[Begin Selection]

There is no God separate from you, no God higher than you, the real "you".
All the gods are little beings to you, all the ideas of God and Father in
heaven are but your own reflection. God Himself is your image. "God created
man after His own image." That is wrong. Man creates God after his own
image. That is right. Throughout the universe we are creating gods after our
own image. We create the god and fall down at his feet and worship him; and
when this dream comes, we love it!
This is a good point to understand — that the sum and substance of this
lecture is that there is but One Existence, and that One-Existence seen
through different constitutions appears either as the earth, or heaven, or
hell, or gods, or ghosts, or men, or demons, or world, or all these things.
But among these many, "He who sees that One in this ocean of death, he who
sees that One Life in this floating universe, who realises that One who
never changes, unto him belongs eternal peace; unto none else, unto none
else." This One existence has to be realised. How, is the next question. How
is it to be realised? How is this dream to be broken, how shall we wake up
from this dream that we are little men and women, and all such things? We
are the Infinite Being of the universe and have become materialised into
these little beings, men and women, depending upon the sweet word of one
man, or the angry word of another, and so forth. What a terrible dependence,
what a terrible slavery! I who am beyond all pleasure and pain, whose
reflection is the whole universe, little bits of whose life are the suns and
moons and stars — I am held down as a terrible slave! If you pinch my body,
I feel pain. If one says a kind word, I begin to rejoice. See my condition
— slave of the body, slave of the mind, slave of the world, slave of a good
word, slave of a bad word, slave of passion, slave of happiness, slave of
life, slave of death, slave of everything! This slavery has to be broken.
How? "This Atman has first to be heard, then reasoned upon, and then
meditated upon." This is the method of the Advaita Jnâni. The truth has to
be heard, then reflected upon, and then to be constantly asserted. Think
always, "I am Brahman". Every other thought must be cast aside as weakening.
Cast aside every thought that says that you are men or women. Let body go,
and mind go, and gods go, and ghosts go. Let everything go but that One
Existence. "Where one hears another, where one sees another, that is small;
where one does not hear another, where one does not see another, that is
Infinite." That is the highest when the subject and the object become one.

[End Selection]
[Begin Supplied records]

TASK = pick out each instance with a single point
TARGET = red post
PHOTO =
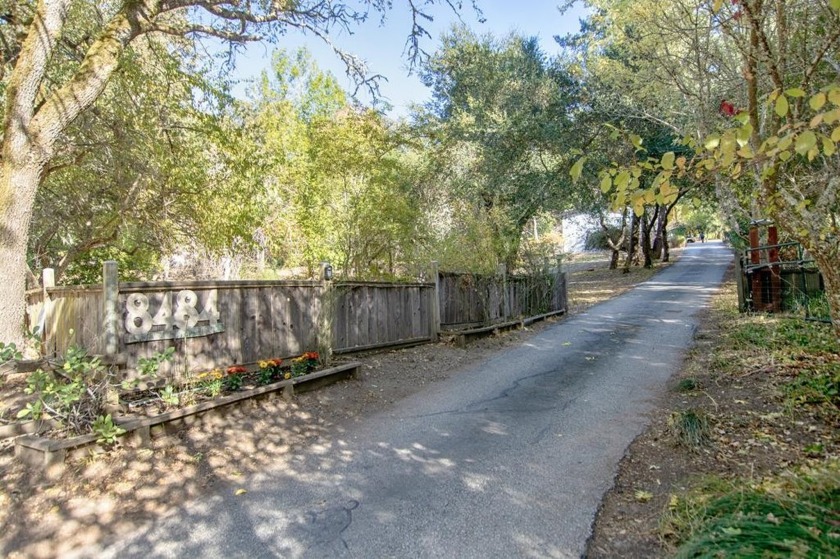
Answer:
(775, 301)
(755, 258)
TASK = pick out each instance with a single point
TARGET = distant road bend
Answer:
(508, 459)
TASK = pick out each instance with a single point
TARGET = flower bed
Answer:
(215, 383)
(49, 454)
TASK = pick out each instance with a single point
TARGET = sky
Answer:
(383, 47)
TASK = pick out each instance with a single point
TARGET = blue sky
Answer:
(382, 47)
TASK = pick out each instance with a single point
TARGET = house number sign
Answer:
(177, 314)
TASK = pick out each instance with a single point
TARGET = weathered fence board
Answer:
(221, 323)
(380, 314)
(468, 300)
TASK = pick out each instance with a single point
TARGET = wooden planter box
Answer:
(50, 454)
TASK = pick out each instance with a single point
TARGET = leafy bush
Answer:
(794, 515)
(690, 427)
(76, 394)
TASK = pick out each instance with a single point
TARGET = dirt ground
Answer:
(753, 435)
(110, 493)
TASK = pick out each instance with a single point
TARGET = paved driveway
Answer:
(508, 459)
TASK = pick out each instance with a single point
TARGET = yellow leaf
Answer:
(817, 101)
(782, 106)
(622, 179)
(744, 134)
(828, 147)
(831, 116)
(805, 142)
(668, 160)
(639, 207)
(785, 142)
(712, 142)
(606, 184)
(577, 169)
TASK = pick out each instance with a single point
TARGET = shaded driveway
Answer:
(508, 459)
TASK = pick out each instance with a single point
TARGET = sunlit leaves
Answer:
(577, 168)
(805, 142)
(668, 160)
(817, 101)
(782, 106)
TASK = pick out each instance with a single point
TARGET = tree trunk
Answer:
(645, 234)
(32, 126)
(615, 246)
(14, 231)
(647, 249)
(631, 243)
(614, 259)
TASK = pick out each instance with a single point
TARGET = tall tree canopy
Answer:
(501, 129)
(759, 81)
(59, 55)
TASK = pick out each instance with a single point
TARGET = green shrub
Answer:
(795, 515)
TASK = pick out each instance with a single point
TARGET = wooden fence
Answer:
(469, 300)
(220, 323)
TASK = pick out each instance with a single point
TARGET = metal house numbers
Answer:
(176, 315)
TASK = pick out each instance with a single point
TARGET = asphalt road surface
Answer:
(508, 459)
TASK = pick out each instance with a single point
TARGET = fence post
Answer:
(502, 271)
(110, 314)
(325, 318)
(435, 314)
(48, 281)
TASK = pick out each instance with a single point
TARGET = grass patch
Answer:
(690, 428)
(689, 384)
(793, 515)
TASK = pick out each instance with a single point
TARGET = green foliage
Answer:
(690, 428)
(106, 430)
(501, 132)
(795, 515)
(213, 387)
(148, 367)
(74, 395)
(689, 384)
(170, 396)
(304, 364)
(9, 352)
(233, 382)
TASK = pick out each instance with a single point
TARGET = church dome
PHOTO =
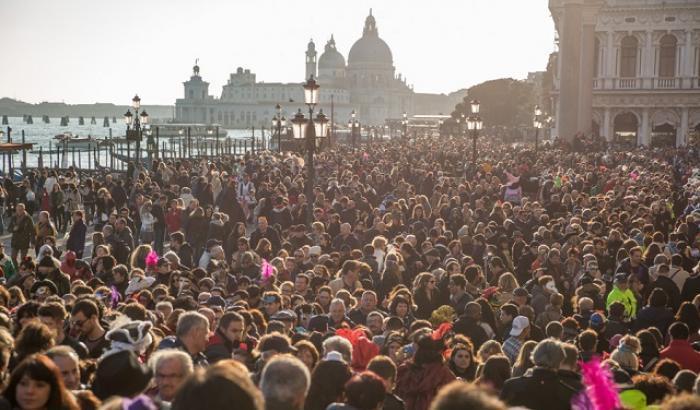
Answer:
(331, 58)
(370, 48)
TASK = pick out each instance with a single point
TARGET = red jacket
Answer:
(417, 386)
(682, 352)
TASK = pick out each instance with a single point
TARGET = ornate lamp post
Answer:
(404, 124)
(310, 131)
(474, 125)
(279, 122)
(135, 124)
(538, 124)
(354, 126)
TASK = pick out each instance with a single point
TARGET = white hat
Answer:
(519, 324)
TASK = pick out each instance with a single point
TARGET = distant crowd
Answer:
(563, 278)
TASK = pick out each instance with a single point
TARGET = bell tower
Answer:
(310, 60)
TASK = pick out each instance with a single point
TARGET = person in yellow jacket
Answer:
(622, 293)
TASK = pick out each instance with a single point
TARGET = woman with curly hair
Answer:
(37, 384)
(419, 379)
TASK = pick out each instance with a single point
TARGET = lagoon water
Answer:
(42, 135)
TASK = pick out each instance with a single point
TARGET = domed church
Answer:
(367, 84)
(369, 76)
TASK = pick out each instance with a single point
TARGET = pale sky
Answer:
(86, 51)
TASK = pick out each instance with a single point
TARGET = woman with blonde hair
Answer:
(627, 354)
(507, 283)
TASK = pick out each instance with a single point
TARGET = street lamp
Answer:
(474, 125)
(136, 123)
(404, 124)
(538, 124)
(279, 121)
(354, 126)
(309, 130)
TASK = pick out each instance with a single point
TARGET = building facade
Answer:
(628, 70)
(367, 84)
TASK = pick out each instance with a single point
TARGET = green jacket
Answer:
(8, 267)
(625, 297)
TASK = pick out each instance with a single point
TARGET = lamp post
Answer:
(310, 130)
(404, 124)
(537, 123)
(354, 125)
(135, 124)
(279, 121)
(474, 125)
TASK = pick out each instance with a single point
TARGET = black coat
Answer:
(473, 330)
(543, 389)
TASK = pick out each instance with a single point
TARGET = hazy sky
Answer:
(85, 51)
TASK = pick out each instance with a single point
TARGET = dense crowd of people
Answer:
(411, 279)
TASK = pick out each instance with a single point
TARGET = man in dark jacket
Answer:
(23, 233)
(76, 237)
(229, 336)
(468, 325)
(182, 248)
(543, 388)
(264, 231)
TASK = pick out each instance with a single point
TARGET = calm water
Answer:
(42, 135)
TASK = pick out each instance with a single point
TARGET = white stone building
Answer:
(628, 70)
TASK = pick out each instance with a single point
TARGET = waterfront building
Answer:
(367, 83)
(627, 70)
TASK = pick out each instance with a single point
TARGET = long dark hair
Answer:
(40, 368)
(327, 384)
(429, 351)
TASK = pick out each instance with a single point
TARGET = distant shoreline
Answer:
(16, 108)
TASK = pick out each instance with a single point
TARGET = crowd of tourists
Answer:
(411, 279)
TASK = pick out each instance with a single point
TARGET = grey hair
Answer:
(161, 356)
(62, 351)
(338, 344)
(284, 381)
(549, 354)
(190, 320)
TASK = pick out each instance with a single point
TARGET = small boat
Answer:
(69, 140)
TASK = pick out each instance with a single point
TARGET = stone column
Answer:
(569, 27)
(606, 129)
(610, 60)
(585, 104)
(647, 71)
(689, 62)
(644, 137)
(682, 136)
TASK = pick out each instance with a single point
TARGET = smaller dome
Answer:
(331, 58)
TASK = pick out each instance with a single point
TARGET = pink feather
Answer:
(266, 270)
(601, 392)
(151, 259)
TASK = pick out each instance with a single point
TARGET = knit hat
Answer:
(133, 335)
(120, 374)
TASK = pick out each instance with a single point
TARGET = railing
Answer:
(646, 83)
(626, 83)
(666, 83)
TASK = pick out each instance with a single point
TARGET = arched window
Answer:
(667, 56)
(628, 57)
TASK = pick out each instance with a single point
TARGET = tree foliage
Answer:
(504, 102)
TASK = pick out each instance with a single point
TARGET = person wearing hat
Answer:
(519, 333)
(229, 336)
(23, 232)
(469, 324)
(287, 317)
(120, 374)
(182, 248)
(623, 294)
(48, 269)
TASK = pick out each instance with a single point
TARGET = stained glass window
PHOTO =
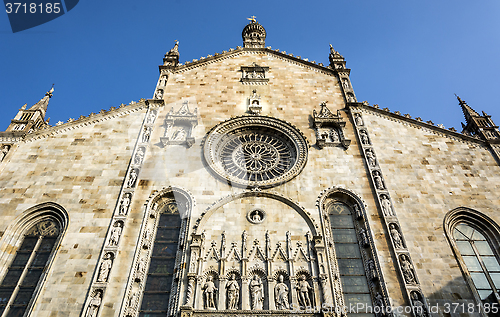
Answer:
(352, 273)
(25, 271)
(480, 260)
(161, 269)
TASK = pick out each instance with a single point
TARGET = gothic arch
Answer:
(172, 201)
(30, 244)
(360, 233)
(489, 232)
(306, 215)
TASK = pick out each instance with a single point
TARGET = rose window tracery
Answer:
(256, 151)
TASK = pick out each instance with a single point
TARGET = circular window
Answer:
(256, 151)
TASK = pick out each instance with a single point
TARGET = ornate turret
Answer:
(26, 121)
(478, 125)
(171, 58)
(254, 34)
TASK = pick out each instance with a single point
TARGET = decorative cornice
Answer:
(217, 57)
(417, 123)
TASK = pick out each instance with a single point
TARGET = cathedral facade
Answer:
(252, 183)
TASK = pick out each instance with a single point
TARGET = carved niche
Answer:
(179, 126)
(329, 128)
(254, 75)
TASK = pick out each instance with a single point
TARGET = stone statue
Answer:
(303, 289)
(159, 94)
(105, 268)
(3, 153)
(146, 134)
(209, 291)
(396, 237)
(179, 135)
(233, 293)
(94, 305)
(116, 231)
(257, 293)
(386, 206)
(418, 306)
(407, 269)
(334, 135)
(364, 238)
(371, 158)
(132, 178)
(124, 204)
(281, 295)
(359, 120)
(139, 156)
(379, 183)
(364, 137)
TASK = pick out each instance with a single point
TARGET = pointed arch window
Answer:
(479, 259)
(26, 271)
(349, 256)
(475, 239)
(161, 269)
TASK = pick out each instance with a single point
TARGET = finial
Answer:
(252, 19)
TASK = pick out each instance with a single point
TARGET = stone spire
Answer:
(29, 120)
(254, 34)
(171, 58)
(478, 125)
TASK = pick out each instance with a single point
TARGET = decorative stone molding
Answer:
(254, 75)
(255, 151)
(329, 128)
(179, 126)
(111, 245)
(402, 258)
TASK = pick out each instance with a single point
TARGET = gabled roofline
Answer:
(415, 122)
(240, 50)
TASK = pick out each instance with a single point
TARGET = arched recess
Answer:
(29, 247)
(153, 286)
(351, 250)
(475, 241)
(227, 238)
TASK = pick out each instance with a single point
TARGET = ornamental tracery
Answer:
(256, 151)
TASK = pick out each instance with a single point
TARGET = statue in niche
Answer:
(94, 305)
(364, 238)
(407, 269)
(151, 117)
(3, 153)
(132, 178)
(281, 295)
(418, 306)
(371, 158)
(372, 270)
(116, 231)
(124, 204)
(179, 135)
(233, 293)
(386, 206)
(146, 134)
(379, 183)
(159, 94)
(105, 268)
(364, 137)
(257, 293)
(345, 83)
(396, 237)
(139, 156)
(334, 135)
(359, 120)
(209, 291)
(303, 289)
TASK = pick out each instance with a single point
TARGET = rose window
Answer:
(256, 154)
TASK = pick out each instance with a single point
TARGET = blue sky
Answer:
(410, 56)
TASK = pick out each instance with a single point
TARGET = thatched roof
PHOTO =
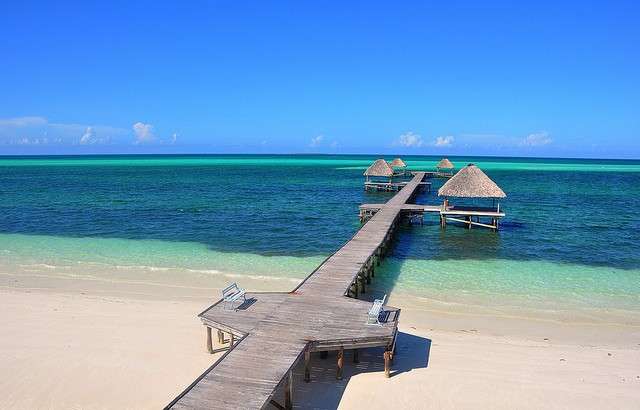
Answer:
(380, 168)
(444, 164)
(398, 162)
(471, 182)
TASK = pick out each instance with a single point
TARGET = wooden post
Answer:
(288, 392)
(209, 344)
(340, 363)
(387, 363)
(307, 364)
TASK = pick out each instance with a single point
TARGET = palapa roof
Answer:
(444, 164)
(379, 168)
(398, 162)
(471, 182)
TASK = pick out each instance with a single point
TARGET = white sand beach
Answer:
(100, 345)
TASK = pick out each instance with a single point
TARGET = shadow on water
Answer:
(324, 391)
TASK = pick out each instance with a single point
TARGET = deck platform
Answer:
(270, 332)
(392, 186)
(464, 214)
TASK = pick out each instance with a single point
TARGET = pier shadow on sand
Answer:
(325, 392)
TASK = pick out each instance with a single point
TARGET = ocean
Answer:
(568, 249)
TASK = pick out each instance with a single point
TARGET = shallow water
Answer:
(569, 242)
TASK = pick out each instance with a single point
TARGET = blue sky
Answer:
(475, 78)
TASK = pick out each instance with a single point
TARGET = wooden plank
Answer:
(315, 315)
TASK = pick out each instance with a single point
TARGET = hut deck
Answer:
(473, 211)
(276, 329)
(392, 186)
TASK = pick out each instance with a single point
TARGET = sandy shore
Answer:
(98, 345)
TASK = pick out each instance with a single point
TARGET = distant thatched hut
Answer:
(380, 168)
(398, 163)
(471, 182)
(445, 167)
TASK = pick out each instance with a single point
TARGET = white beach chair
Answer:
(376, 309)
(232, 293)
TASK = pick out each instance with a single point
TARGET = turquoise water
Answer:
(569, 241)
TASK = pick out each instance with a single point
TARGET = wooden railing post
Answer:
(288, 392)
(387, 363)
(307, 370)
(209, 343)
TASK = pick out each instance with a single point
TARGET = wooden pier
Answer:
(266, 336)
(465, 215)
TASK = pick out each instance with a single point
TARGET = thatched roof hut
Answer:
(471, 182)
(398, 162)
(444, 164)
(379, 168)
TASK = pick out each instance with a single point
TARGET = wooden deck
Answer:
(270, 332)
(392, 186)
(462, 214)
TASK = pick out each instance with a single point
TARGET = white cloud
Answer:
(443, 141)
(537, 139)
(143, 132)
(36, 130)
(316, 141)
(22, 122)
(88, 137)
(409, 139)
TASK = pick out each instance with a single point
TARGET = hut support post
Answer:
(340, 363)
(307, 366)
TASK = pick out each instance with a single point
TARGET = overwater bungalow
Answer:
(472, 184)
(444, 168)
(379, 176)
(399, 167)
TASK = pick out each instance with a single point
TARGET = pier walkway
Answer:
(270, 332)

[End Supplied records]

Direction A
According to the lecture excerpt, what is the method of the Advaita Jnâni?
Direction B
Rewrite the lecture excerpt from "Cast aside every" to "object become one.", swapping "ghosts" for "spirits".
The items have no connection to the lecture excerpt.

Final result A
The Atman has first to be heard, then reasoned upon, and then meditated upon.

Final result B
Cast aside every thought that says that you are men or women. Let body go,
and mind go, and gods go, and spirits go. Let everything go but that One
Existence. "Where one hears another, where one sees another, that is small;
where one does not hear another, where one does not see another, that is
Infinite." That is the highest when the subject and the object become one.